§ CONSIGNES
Rassemblez en les recopiant toutes les lignes qui contiennent la chaîne « white ». La casse est prise en compte.

Enregistrements
++++++++

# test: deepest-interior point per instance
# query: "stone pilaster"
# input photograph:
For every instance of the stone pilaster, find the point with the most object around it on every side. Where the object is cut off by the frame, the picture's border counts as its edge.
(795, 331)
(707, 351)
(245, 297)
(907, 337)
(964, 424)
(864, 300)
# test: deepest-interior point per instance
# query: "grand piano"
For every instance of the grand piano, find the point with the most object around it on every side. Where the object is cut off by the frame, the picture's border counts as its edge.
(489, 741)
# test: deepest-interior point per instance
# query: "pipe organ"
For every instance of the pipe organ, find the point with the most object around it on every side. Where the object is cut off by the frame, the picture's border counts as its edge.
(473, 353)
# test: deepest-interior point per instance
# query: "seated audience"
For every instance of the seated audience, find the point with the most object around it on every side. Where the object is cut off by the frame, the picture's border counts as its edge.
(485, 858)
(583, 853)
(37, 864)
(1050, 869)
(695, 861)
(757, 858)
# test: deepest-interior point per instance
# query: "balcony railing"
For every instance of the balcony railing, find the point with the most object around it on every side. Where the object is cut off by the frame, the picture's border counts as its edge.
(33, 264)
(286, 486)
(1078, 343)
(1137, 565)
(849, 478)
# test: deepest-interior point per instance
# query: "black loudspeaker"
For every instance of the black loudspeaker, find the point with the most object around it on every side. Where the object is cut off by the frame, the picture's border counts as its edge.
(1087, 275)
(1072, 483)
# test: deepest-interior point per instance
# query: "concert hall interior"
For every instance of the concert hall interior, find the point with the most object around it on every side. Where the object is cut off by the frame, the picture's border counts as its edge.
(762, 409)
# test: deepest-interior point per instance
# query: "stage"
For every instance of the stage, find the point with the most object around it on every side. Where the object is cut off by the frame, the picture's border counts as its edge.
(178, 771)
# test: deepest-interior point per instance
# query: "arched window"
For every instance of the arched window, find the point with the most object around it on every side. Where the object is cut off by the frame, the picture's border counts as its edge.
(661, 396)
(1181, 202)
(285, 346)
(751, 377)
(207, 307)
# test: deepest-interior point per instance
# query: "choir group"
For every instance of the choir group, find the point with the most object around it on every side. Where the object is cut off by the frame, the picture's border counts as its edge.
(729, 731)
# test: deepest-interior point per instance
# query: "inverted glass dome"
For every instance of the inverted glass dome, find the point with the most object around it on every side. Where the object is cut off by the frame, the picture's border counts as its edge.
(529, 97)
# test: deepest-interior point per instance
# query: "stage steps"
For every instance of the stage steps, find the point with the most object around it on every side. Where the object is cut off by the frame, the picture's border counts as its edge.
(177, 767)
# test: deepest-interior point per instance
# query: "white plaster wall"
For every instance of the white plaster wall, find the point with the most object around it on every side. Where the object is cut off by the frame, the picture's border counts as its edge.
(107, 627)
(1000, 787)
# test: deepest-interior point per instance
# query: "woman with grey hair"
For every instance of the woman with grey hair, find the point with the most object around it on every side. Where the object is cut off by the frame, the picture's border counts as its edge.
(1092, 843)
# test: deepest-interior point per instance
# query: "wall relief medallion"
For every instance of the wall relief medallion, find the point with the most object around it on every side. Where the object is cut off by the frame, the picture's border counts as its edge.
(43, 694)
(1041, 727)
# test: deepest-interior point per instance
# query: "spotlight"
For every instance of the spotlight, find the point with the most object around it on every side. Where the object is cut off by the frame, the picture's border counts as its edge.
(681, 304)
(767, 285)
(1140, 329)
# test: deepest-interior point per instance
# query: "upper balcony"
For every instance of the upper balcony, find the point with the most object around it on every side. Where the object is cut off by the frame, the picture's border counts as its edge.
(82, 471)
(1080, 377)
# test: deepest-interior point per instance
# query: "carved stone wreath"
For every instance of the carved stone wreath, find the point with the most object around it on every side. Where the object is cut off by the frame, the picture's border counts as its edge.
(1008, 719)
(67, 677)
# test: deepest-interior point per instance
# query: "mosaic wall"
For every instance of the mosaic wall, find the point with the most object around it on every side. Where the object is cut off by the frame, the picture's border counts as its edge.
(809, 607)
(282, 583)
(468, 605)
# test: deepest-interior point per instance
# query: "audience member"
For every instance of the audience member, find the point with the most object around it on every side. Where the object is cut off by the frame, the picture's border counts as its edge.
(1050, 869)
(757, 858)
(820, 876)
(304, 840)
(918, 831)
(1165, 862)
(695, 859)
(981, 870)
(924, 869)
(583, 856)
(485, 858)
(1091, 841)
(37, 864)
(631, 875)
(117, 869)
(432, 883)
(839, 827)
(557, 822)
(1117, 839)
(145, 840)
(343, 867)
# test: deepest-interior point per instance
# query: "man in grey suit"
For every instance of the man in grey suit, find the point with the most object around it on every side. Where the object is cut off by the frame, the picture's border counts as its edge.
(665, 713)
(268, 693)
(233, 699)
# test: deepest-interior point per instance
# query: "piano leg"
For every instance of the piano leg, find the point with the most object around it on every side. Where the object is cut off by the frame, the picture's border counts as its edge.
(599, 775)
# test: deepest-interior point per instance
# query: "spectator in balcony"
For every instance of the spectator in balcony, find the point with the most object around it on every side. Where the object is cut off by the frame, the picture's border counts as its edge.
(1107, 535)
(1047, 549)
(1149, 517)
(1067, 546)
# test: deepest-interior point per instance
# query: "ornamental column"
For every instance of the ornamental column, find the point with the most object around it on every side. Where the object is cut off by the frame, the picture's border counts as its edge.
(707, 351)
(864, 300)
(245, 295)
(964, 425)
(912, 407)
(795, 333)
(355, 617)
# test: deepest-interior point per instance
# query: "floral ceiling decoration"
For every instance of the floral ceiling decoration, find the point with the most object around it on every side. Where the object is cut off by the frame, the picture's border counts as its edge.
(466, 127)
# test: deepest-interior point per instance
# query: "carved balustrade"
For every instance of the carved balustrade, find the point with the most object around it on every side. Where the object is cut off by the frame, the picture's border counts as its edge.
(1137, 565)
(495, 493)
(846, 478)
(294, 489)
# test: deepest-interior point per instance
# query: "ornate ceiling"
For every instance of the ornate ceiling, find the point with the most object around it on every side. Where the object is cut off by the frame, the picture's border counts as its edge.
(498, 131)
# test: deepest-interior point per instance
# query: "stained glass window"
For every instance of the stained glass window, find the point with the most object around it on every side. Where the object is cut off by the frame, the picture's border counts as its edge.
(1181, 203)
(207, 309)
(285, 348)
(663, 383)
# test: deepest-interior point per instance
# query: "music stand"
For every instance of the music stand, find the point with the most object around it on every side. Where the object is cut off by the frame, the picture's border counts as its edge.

++++++++

§ RÉSULTAT ATTENDU
# query: "white plaster wall"
For every instance of the white plaster wall, find the point with the most object around it on every side. Where the object is cut off by the frame, the picture's border counts as its edge.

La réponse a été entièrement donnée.